[Recorded data]
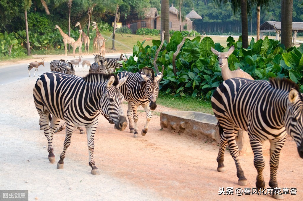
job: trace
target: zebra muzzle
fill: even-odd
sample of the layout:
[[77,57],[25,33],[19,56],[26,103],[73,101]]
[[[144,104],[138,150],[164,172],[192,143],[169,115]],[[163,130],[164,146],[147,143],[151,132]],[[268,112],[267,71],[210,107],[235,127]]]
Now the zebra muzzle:
[[125,117],[120,117],[119,122],[115,123],[116,128],[119,131],[124,131],[127,126],[127,121]]
[[156,102],[151,101],[150,104],[149,104],[149,108],[150,108],[151,110],[155,110],[156,108],[157,104],[156,104]]

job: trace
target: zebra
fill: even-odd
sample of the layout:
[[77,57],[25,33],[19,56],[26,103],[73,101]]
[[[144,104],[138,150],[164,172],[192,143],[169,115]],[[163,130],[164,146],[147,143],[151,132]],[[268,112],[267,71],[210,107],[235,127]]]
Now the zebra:
[[[228,144],[236,164],[239,185],[248,184],[240,165],[239,148],[235,140],[240,129],[247,131],[249,137],[258,172],[258,188],[265,185],[262,150],[265,141],[269,140],[271,144],[269,186],[271,187],[278,187],[280,152],[288,133],[297,144],[299,154],[303,158],[303,98],[298,85],[292,81],[277,78],[270,79],[269,81],[239,78],[227,80],[214,92],[211,106],[220,135],[217,170],[225,171],[224,151]],[[281,198],[278,195],[273,196]]]
[[106,73],[107,62],[98,61],[91,65],[88,72],[92,73]]
[[[134,133],[134,137],[138,137],[137,123],[138,121],[137,109],[142,105],[146,113],[146,122],[141,134],[144,136],[148,128],[148,124],[152,118],[151,110],[154,110],[157,107],[156,100],[159,93],[159,82],[162,77],[160,72],[155,76],[154,70],[145,67],[135,73],[123,71],[117,76],[119,79],[128,77],[126,81],[120,87],[120,90],[127,101],[128,108],[127,117],[130,132]],[[132,120],[132,111],[134,127]]]
[[[104,62],[105,61],[107,62],[107,67],[108,68],[112,69],[113,69],[115,68],[115,66],[116,65],[117,62],[119,61],[120,57],[116,58],[106,58],[105,57],[102,56],[101,55],[98,54],[95,56],[95,61],[97,62],[98,61],[102,61],[103,62]],[[123,60],[125,60],[123,59]],[[117,65],[117,68],[121,68],[123,67],[123,64],[122,63],[118,63]]]
[[59,63],[65,62],[65,60],[63,59],[60,59],[60,60],[53,60],[51,62],[51,71],[56,71]]
[[[114,74],[89,73],[80,77],[55,72],[46,73],[37,80],[34,99],[48,142],[48,159],[54,162],[53,137],[60,119],[67,122],[63,151],[57,168],[63,168],[66,149],[75,126],[84,126],[87,133],[89,164],[93,175],[99,174],[94,158],[94,136],[101,113],[109,117],[123,131],[127,124],[122,107],[123,96],[119,87],[126,78],[118,80]],[[49,114],[52,115],[50,125]]]
[[72,64],[70,62],[67,63],[60,63],[58,65],[56,72],[62,73],[68,75],[74,75],[76,74],[76,66],[74,64]]

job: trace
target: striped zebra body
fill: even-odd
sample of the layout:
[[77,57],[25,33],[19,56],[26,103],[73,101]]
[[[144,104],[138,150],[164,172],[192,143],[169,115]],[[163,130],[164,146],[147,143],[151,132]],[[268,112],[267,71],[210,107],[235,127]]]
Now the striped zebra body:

EXERCISE DIRECTIONS :: How many lines in the material above contain the string "muzzle", with case counting? Give only the number.

REPLY TO THE TASK :: 2